• _WHAT THIS TASK INVOLVES_
Begin at the line that contains "[point] at the christmas" and repeat every line from there to the end of the records below, inclusive, without adding any other line.
Start of DATA FOR PROCESSING
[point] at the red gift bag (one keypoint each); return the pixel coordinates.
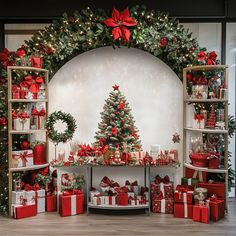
(39, 154)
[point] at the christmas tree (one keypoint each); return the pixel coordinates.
(117, 129)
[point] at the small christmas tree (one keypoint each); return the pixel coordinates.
(117, 129)
(211, 122)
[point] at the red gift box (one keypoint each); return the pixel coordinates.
(122, 199)
(183, 195)
(201, 213)
(20, 211)
(162, 205)
(51, 203)
(71, 204)
(217, 209)
(217, 188)
(183, 210)
(39, 152)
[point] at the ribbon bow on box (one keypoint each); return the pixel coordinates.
(164, 180)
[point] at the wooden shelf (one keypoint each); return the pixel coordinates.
(190, 166)
(34, 167)
(214, 131)
(31, 131)
(205, 100)
(27, 68)
(207, 67)
(28, 100)
(116, 207)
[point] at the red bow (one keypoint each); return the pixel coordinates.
(164, 180)
(119, 21)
End of DATA FOR PROCESSING
• _EXERCISE ANSWER_
[point] at the christmas tree (one keypoint each); return the pixel coordinates.
(117, 129)
[point] at the small christmas tree (one keypoint each); return the pixel coordinates.
(117, 129)
(211, 122)
[point] at the red gift box (one keypoint each); return the pixel coordinates.
(122, 199)
(183, 195)
(201, 213)
(20, 211)
(162, 205)
(51, 203)
(71, 204)
(217, 209)
(217, 188)
(183, 210)
(39, 152)
[point] at the ribbon bow on box (one keypoint each); return the pixel coordinates.
(164, 180)
[point] at the wooden shelf (one keypoint each); return the pixel coordinates.
(190, 166)
(34, 167)
(214, 131)
(31, 131)
(205, 100)
(27, 68)
(207, 67)
(28, 100)
(116, 207)
[point] at the red bow (one keypoint each); return the pixel coordinates.
(164, 180)
(119, 21)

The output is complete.